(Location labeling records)
┌────────

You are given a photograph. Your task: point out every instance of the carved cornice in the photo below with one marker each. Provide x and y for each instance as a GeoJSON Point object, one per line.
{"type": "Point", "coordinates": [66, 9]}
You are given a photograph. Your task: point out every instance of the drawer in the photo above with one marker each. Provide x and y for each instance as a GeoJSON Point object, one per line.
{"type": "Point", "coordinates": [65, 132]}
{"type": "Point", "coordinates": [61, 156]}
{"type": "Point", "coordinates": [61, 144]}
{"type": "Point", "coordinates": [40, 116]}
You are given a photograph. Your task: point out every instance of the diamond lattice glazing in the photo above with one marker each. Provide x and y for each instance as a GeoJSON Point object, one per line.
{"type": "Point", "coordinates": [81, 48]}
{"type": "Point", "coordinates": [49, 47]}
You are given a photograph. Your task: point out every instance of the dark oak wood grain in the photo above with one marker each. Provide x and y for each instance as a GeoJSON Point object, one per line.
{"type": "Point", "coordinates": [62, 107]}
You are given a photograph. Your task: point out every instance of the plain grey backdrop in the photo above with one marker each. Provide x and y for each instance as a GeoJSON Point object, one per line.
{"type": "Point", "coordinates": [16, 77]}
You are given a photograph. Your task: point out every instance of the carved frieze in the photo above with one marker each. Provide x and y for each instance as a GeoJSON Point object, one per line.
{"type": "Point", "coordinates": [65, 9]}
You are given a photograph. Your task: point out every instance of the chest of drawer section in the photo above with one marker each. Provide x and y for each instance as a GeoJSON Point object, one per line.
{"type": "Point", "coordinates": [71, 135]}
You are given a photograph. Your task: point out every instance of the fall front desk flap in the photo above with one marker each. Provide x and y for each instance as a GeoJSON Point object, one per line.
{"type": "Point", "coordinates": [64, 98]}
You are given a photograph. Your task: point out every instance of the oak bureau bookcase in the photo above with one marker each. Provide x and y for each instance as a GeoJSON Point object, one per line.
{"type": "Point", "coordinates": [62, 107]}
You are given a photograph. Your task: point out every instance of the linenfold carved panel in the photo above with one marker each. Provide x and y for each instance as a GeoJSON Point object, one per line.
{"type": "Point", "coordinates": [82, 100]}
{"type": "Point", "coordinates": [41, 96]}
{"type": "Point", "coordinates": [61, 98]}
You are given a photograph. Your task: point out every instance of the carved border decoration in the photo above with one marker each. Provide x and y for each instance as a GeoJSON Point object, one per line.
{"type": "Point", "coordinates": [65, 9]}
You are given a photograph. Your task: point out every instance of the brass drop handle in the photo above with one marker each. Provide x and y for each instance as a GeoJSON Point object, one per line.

└────────

__What is needed__. Output as a JSON list of strings, one string per line with blank lines omitted, the rows starting with the line that contains "the carved border" and continuing through the end of the rows.

__The response__.
[
  "You are given a photograph. Your task: point out every instance of the carved border decoration in the photo above with one marker each. Provide x and y for each instance as a GeoJSON Point object, one per line.",
  "{\"type\": \"Point\", \"coordinates\": [65, 9]}",
  "You are given a photograph. Your task: point out every instance of the brass drop handle in the photo above with one marker each. Provide x and y for each instance as a GeoJSON Point object, one per line."
]